◆ WRITTEN INSTRUCTION ◆
Reproduce word for word the stretch of the records from the line containing "the front fender" through the line containing "x=195, y=331", including both of those lines, and nothing else.

★ ★ ★ ★ ★ ★ ★

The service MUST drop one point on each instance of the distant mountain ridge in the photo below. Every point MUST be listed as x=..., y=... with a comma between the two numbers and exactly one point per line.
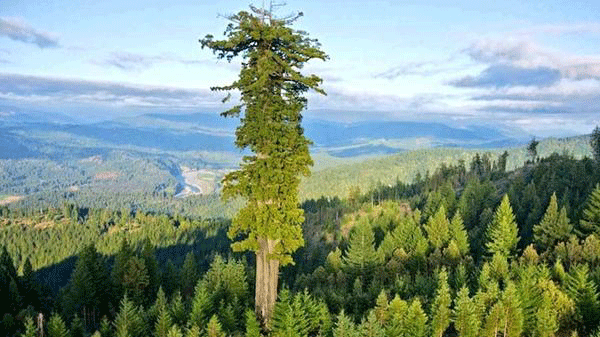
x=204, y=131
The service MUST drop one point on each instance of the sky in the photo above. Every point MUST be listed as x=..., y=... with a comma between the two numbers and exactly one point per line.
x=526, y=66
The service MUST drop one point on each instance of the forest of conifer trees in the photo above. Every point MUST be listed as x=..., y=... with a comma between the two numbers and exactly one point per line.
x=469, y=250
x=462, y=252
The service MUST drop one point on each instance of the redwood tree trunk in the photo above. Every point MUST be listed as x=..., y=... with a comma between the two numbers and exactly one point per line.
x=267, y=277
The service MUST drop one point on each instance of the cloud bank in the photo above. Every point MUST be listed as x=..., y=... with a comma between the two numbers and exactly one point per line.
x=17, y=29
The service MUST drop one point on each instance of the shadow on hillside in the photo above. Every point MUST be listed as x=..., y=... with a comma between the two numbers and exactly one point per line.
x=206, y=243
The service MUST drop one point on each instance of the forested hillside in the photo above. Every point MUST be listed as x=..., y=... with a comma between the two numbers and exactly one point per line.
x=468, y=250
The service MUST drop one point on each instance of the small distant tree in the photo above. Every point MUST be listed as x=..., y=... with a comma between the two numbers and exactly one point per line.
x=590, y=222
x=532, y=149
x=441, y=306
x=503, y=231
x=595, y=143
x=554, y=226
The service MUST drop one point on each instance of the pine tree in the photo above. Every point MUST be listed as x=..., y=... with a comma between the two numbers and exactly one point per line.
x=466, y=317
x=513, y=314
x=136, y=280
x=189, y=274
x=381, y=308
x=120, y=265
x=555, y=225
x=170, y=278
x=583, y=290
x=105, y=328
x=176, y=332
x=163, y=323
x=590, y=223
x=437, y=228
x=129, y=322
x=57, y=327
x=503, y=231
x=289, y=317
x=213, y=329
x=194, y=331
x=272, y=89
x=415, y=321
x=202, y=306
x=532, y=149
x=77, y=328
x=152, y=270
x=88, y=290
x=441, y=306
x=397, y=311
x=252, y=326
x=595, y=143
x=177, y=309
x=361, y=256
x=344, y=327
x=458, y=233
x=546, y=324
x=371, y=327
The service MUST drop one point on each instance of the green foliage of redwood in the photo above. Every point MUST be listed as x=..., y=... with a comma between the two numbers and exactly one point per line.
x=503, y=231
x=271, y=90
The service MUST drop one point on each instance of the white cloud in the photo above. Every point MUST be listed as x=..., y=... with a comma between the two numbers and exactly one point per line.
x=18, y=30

★ ★ ★ ★ ★ ★ ★

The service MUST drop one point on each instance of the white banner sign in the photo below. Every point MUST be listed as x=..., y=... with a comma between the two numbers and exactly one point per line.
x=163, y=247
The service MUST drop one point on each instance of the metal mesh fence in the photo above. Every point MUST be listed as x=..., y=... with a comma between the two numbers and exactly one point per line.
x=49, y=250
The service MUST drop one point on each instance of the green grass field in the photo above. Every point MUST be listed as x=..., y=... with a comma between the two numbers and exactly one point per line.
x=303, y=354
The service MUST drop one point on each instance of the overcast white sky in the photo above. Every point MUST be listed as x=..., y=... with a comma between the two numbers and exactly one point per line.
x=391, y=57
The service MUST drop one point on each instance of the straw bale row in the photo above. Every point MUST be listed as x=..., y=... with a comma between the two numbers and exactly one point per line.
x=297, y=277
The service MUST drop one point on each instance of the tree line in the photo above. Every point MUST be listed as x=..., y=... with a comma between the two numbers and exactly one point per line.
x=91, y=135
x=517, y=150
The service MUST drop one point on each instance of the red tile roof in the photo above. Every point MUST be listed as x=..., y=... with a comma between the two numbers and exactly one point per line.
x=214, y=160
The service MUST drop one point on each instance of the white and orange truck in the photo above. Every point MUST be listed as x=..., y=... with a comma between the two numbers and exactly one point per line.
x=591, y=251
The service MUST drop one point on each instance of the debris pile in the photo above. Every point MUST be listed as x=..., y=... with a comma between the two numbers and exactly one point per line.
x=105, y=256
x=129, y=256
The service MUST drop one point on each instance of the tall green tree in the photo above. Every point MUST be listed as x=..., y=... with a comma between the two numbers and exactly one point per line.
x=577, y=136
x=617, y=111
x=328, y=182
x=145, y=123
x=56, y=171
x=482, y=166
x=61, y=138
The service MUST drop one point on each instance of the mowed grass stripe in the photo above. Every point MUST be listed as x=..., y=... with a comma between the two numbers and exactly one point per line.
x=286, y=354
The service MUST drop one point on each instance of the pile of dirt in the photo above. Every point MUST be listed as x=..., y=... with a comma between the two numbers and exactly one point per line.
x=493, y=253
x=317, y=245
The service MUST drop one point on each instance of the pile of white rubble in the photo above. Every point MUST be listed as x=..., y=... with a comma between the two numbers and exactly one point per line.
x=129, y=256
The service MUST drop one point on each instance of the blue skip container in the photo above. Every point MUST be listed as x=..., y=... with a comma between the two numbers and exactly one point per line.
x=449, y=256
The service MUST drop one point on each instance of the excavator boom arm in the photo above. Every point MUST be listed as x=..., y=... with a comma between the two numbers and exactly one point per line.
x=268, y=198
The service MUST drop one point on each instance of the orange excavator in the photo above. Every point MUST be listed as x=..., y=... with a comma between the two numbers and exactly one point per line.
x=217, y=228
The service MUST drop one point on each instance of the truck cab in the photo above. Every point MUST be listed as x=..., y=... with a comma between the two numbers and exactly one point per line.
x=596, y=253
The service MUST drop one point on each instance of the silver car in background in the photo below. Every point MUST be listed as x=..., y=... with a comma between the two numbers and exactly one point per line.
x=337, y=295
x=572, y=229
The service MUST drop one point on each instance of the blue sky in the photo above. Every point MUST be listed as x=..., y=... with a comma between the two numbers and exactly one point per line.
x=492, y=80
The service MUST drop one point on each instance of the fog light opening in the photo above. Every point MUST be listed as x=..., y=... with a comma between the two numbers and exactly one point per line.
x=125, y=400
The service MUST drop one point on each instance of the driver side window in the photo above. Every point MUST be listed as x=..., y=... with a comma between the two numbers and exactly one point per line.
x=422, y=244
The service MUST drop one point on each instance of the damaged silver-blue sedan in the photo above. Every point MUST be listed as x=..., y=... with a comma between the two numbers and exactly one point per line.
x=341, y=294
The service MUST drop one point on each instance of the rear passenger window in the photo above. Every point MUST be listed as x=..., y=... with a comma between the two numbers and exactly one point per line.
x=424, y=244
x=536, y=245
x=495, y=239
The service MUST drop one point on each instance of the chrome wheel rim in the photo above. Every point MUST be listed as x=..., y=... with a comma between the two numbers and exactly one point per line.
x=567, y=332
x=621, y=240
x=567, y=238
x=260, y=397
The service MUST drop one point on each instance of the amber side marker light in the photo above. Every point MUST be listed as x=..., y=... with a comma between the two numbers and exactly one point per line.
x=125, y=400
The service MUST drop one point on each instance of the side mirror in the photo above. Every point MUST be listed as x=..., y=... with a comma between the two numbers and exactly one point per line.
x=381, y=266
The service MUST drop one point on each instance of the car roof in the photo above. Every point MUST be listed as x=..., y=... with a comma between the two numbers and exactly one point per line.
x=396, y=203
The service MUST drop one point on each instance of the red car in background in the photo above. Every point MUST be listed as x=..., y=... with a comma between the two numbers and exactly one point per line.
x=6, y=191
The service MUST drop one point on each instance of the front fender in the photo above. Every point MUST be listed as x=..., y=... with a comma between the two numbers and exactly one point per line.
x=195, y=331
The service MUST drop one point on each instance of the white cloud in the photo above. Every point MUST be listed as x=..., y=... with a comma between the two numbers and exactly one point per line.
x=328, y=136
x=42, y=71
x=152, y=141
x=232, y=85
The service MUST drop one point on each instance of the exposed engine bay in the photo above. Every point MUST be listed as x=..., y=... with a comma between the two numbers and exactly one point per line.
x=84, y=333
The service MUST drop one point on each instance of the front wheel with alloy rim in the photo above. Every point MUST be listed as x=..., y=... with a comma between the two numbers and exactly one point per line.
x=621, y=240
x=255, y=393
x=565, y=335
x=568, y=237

★ ★ ★ ★ ★ ★ ★

◆ CORRECT ANSWER ◆
The service MUST drop one point on each instance of the front fender in the photo above. Every point MUST be listed as x=..., y=... with a comma between the two numbers and exactly one point per line.
x=195, y=331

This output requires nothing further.